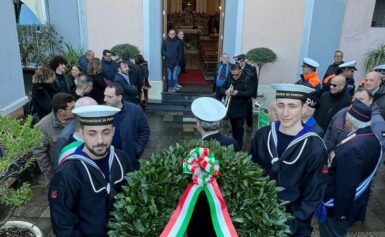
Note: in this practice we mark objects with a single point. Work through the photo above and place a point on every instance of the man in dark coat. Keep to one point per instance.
(62, 83)
(222, 73)
(122, 77)
(375, 85)
(307, 116)
(336, 131)
(309, 76)
(71, 132)
(338, 60)
(293, 156)
(172, 53)
(132, 130)
(332, 70)
(350, 169)
(240, 89)
(251, 74)
(209, 112)
(109, 66)
(347, 70)
(89, 175)
(85, 59)
(333, 101)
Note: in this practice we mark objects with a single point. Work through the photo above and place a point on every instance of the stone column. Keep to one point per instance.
(12, 93)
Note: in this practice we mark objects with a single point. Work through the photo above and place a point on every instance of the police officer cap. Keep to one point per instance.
(292, 91)
(96, 114)
(349, 65)
(308, 62)
(380, 68)
(360, 111)
(208, 109)
(240, 57)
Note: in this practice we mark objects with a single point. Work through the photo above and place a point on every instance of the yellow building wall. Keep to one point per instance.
(110, 24)
(276, 25)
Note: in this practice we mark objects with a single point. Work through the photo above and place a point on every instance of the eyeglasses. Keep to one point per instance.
(335, 85)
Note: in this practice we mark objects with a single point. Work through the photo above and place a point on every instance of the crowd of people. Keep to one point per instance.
(323, 146)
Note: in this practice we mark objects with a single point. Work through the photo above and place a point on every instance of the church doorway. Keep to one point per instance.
(201, 22)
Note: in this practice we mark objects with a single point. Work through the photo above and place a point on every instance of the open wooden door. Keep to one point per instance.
(221, 27)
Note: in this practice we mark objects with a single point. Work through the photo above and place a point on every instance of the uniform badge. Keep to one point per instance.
(53, 194)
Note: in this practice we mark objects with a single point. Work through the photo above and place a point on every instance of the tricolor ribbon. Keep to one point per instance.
(202, 164)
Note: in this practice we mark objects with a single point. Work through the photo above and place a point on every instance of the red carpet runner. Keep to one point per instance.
(192, 77)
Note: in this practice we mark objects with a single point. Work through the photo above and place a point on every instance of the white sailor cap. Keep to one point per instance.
(349, 65)
(308, 62)
(208, 109)
(379, 68)
(96, 114)
(292, 91)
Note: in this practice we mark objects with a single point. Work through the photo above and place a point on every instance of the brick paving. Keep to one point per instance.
(168, 128)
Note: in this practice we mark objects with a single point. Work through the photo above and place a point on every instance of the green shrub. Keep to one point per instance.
(374, 58)
(120, 49)
(17, 140)
(152, 194)
(261, 56)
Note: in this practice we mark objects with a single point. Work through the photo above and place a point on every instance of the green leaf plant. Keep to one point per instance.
(152, 194)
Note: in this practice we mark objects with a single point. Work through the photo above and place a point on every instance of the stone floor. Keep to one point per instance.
(168, 128)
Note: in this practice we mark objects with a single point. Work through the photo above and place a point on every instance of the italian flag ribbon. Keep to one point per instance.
(202, 164)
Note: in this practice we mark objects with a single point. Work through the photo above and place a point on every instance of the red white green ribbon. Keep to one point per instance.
(202, 164)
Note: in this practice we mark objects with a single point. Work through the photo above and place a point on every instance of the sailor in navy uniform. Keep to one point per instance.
(293, 155)
(209, 112)
(350, 169)
(89, 175)
(307, 116)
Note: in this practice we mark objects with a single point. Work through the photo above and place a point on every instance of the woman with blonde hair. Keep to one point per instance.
(43, 91)
(94, 70)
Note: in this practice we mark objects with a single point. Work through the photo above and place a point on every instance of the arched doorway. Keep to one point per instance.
(202, 24)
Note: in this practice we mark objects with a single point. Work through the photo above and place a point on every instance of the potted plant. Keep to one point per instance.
(261, 56)
(152, 194)
(121, 49)
(17, 139)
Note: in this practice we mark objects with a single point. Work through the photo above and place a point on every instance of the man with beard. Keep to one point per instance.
(333, 101)
(89, 175)
(292, 155)
(347, 70)
(332, 69)
(350, 168)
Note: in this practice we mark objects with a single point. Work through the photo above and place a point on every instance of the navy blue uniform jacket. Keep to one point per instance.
(354, 161)
(300, 175)
(134, 132)
(78, 200)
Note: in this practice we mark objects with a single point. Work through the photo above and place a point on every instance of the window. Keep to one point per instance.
(379, 14)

» **Written problem**:
Reproduce every line of the material precisely, omitting its pictures.

» **The result**:
Note: in this practice we mark objects with a single point. Work through the photo above and place a point on every instance of the man in dark coat. Keep to one point per instance.
(62, 83)
(222, 73)
(122, 77)
(375, 85)
(307, 116)
(336, 131)
(309, 76)
(71, 132)
(338, 60)
(293, 156)
(172, 53)
(132, 130)
(332, 70)
(350, 169)
(240, 89)
(251, 74)
(209, 112)
(109, 66)
(347, 70)
(89, 175)
(85, 59)
(333, 101)
Note: in this practice we mark objects with a single point. Work through the photo above and place a point on every instance of the stone column. Keep to one point per instance.
(12, 93)
Note: in this practice we mark objects with a single point. Work through the photo above and place a point on every instance of the police officer cap. Keep to one point per instance.
(292, 91)
(96, 114)
(349, 65)
(308, 62)
(380, 68)
(360, 111)
(208, 109)
(240, 57)
Note: in this practice we mark objects with a single point. Work through the photo above and place a point on every instance of the yellow building wall. Keep to one point per instance.
(110, 24)
(276, 25)
Note: in this practice we mark objects with a single point. Work through the photo above and place a point on every instance of the eyeglasses. Keep to one point per instance.
(335, 85)
Note: in this practice we mark objects with a single point. Work through the photo above and place a point on every instance of the crowd of people. Keep to one point per instance.
(323, 146)
Note: in this practice we mark objects with a single point. Work through the photo above and place a point on every instance of the church doorway. Keep to one point per instance.
(201, 22)
Note: in this practice we mark objects with a single point. Work through the photo above and place a point on every instance of the open wooden door. Keep to one point per instance.
(221, 27)
Note: in this practice we mark objects with a single point. Work through the photo above and place a point on every instance of the uniform badge. Keep to one point per instance.
(53, 194)
Note: in this practice we mark objects with a single point. Work through the photo above and place a point on every instance of the tricolor ribbon. Keep to one point per instance.
(202, 164)
Note: in this practice we mark objects with a single point. Work through the photo above and place a point on every instance of the red carpet runner. Keep to one point per instance.
(192, 77)
Note: in this practice we mark objects with a single point. Work through the photo above and place a point on every instance of the white sailor cap. Keep to one point per instance.
(349, 65)
(308, 62)
(208, 109)
(379, 68)
(96, 114)
(292, 91)
Note: in this practice we mark objects with a single point. Work through the photo above and place a point on every instance of the brick paving. Keep to one point per instance.
(168, 128)
Note: in this practice we mark objects with a single point. Work through the photo above and place a point on every instance of the green shrub. Keep to one point per instance.
(374, 58)
(120, 49)
(17, 140)
(152, 194)
(261, 56)
Note: in this practice we mark objects with a single point. Work through the photo above and place a point on every instance of the green leaf plant. Keep to one point per instance.
(152, 194)
Note: in this practice we mark objects with a single point. Work through the photo above and place a point on every instance of the stone floor. Keep to one point per instance.
(168, 128)
Note: in this practice we mark objects with a single point. Work through the photo above and place a point on every instance of the italian flag ribbon. Keep to one point per instance.
(202, 164)
Note: in this practice we mark objects with a single point. Work through the photo above and place a point on every instance of the red white green ribbon. Keep to one point per instance.
(202, 164)
Note: in this practice we mark objects with a single point. Work through the photo above and place a point on every instance of the sailor in navy uniform. Keep to one point per instance.
(293, 155)
(209, 112)
(350, 169)
(89, 175)
(307, 116)
Note: in this practice we mark objects with a single point. Work through the photo above and place a point on every instance of the woman with blonde hair. Keep to one point per instance.
(43, 91)
(94, 70)
Note: in this practice we mark objects with a single point. Work through the photo above and place a point on every instance of the arched doorway. Keep to one point per instance.
(202, 24)
Note: in this practice we mark objects with a single point. Work through the photo above and place a point on every instance of the potted plant. Keep to one point per instance.
(261, 56)
(152, 194)
(121, 49)
(17, 139)
Note: in this practice we mark objects with a single point. Work through the photo above and place a point on every instance of the man with beard. Keep to one point per instance.
(333, 101)
(89, 175)
(292, 155)
(347, 70)
(332, 69)
(350, 168)
Note: in this practice we mark objects with a single point. Work through the photo above and place a point on every instance of the navy blue uniform jacket. Keep to one point per instance.
(354, 161)
(300, 175)
(134, 132)
(78, 200)
Note: in this practice we mark objects with a single point. Work through the photo above and place a point on every instance of the window. Keep to one point per instance.
(379, 14)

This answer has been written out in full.